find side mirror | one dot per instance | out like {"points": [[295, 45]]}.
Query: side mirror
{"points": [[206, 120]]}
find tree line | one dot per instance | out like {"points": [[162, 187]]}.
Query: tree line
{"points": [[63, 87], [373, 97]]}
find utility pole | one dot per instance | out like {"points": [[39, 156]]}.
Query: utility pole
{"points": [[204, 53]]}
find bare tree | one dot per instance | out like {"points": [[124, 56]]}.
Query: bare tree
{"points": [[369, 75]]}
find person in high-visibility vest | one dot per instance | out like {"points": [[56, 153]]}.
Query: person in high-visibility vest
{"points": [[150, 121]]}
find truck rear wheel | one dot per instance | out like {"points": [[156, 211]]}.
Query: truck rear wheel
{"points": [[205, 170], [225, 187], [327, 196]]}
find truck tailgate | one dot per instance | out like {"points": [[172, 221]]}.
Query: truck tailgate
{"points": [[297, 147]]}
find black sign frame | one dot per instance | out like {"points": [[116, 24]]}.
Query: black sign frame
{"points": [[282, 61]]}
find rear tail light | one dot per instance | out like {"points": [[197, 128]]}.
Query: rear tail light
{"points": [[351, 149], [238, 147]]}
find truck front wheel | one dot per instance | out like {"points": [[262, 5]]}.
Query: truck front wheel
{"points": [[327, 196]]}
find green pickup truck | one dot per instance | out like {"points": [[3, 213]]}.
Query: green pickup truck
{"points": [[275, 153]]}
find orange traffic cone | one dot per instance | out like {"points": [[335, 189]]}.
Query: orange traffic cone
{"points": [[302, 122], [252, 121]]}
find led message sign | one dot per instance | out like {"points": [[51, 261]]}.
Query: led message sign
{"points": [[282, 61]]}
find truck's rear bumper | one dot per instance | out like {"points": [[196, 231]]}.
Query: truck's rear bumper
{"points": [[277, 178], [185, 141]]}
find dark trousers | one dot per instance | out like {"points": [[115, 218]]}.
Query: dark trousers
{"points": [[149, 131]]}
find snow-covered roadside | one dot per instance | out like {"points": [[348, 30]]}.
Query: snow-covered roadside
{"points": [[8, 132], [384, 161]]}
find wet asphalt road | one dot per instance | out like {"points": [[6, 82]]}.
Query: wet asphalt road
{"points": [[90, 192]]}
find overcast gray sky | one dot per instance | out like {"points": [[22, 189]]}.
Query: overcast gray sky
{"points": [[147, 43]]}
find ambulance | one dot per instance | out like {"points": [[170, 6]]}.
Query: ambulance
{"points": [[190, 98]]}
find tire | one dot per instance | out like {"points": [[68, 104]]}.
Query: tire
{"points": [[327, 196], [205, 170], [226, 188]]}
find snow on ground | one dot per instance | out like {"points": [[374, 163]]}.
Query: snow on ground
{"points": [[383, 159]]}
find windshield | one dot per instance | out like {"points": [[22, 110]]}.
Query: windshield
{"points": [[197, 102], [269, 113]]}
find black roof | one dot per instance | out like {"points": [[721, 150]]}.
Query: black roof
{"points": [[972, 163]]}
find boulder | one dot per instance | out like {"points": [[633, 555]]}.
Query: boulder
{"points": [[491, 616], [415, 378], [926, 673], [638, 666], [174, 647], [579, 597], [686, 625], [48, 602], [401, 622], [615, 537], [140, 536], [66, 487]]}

□ □ □ □ □

## PROBLEM
Please repeat every entry, exactly as it was written.

## RESULT FOR THIS EXERCISE
find side mirror | one dot per instance | out like {"points": [[295, 45]]}.
Query: side mirror
{"points": [[206, 120]]}
find tree line | one dot per instance | out like {"points": [[162, 187]]}.
Query: tree line
{"points": [[63, 87], [373, 97]]}
find utility pole | one dot per instance | out like {"points": [[39, 156]]}.
Query: utility pole
{"points": [[204, 53]]}
find bare tree | one dot per instance | out like {"points": [[124, 56]]}.
Query: bare tree
{"points": [[369, 75]]}
find person in high-visibility vest | one dot per instance | out like {"points": [[56, 153]]}.
Query: person in high-visibility vest
{"points": [[150, 121]]}
find truck rear wheel | one dot per instance | out like {"points": [[156, 211]]}.
Query: truck rear wheel
{"points": [[205, 170], [225, 187], [327, 196]]}
find truck tailgate | one dot per instance | out like {"points": [[172, 221]]}.
Query: truck tailgate
{"points": [[297, 147]]}
find black sign frame | one dot per instance | out like {"points": [[116, 24]]}.
Query: black sign frame
{"points": [[282, 61]]}
find rear tail light | one dot per instance | out like {"points": [[197, 128]]}.
Query: rear tail light
{"points": [[351, 149], [238, 147]]}
find truck front wheel | one dot per instance | out like {"points": [[262, 5]]}.
Query: truck front wheel
{"points": [[327, 196]]}
find green pickup truck | one dot per instance | out like {"points": [[3, 213]]}.
Query: green pickup truck
{"points": [[275, 153]]}
find orange traffic cone | one dot per instance | out like {"points": [[335, 189]]}.
Query: orange traffic cone
{"points": [[302, 122], [252, 121]]}
find led message sign | one dot per instance | out like {"points": [[51, 261]]}.
Query: led message sign
{"points": [[282, 61]]}
find truck's rear bumper | one dot per instance | out like {"points": [[196, 231]]}.
Query: truck's rear bumper
{"points": [[277, 178], [185, 141]]}
find dark trousers | one dot per instance | out like {"points": [[115, 218]]}.
Query: dark trousers
{"points": [[149, 131]]}
find snow-covered roadside | one dot per instance | out like {"points": [[348, 30]]}.
Query: snow-covered roadside
{"points": [[8, 132], [384, 161]]}
find wet asphalt road | one dot per instance | out like {"points": [[6, 82]]}.
Query: wet asphalt road
{"points": [[90, 192]]}
find overcast gray sky | one dot per instance | out like {"points": [[22, 189]]}.
Query: overcast gray sky
{"points": [[147, 43]]}
find ambulance | one dot per instance | out like {"points": [[170, 6]]}.
Query: ambulance
{"points": [[190, 98]]}
find tire | one dot per instance | out like {"points": [[68, 104]]}.
Query: tire
{"points": [[327, 196], [205, 170], [226, 188]]}
find snow on ground | one dot per instance | out like {"points": [[374, 163]]}.
Query: snow on ground
{"points": [[383, 159]]}
find windshield | one dot per instance | out like {"points": [[22, 110]]}.
Query: windshield
{"points": [[197, 102], [269, 113]]}
find black roof | one dot per instance | out like {"points": [[721, 150]]}.
Query: black roof
{"points": [[972, 163]]}
find boulder | one dot per instance | out like {"points": [[633, 555]]}.
Query: boulder
{"points": [[491, 616], [415, 378], [926, 673], [638, 666], [174, 647], [579, 597], [686, 625], [48, 602], [401, 622], [615, 537], [140, 536], [66, 487]]}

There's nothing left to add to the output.